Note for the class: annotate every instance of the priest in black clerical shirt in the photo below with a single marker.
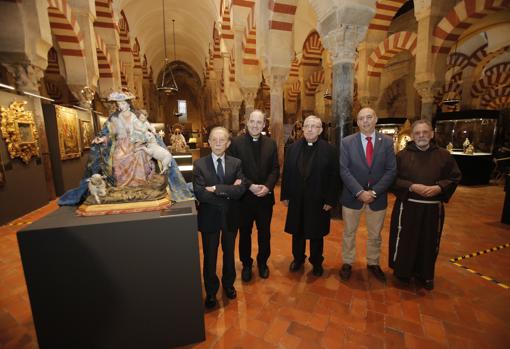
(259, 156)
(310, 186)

----------

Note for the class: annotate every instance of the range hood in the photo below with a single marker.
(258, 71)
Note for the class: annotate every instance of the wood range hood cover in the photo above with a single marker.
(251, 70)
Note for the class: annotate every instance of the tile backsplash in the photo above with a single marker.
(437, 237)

----------

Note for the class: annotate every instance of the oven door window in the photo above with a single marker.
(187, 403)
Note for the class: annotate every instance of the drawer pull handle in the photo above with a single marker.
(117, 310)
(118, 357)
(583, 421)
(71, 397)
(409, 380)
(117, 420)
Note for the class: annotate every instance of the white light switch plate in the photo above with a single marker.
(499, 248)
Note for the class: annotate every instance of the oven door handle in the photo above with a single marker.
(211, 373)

----------

[Description of the task]:
Count the lines above that contain the string "handle", treating uppercase and lowercase as distinct, and reply with the number alone.

[Full response]:
2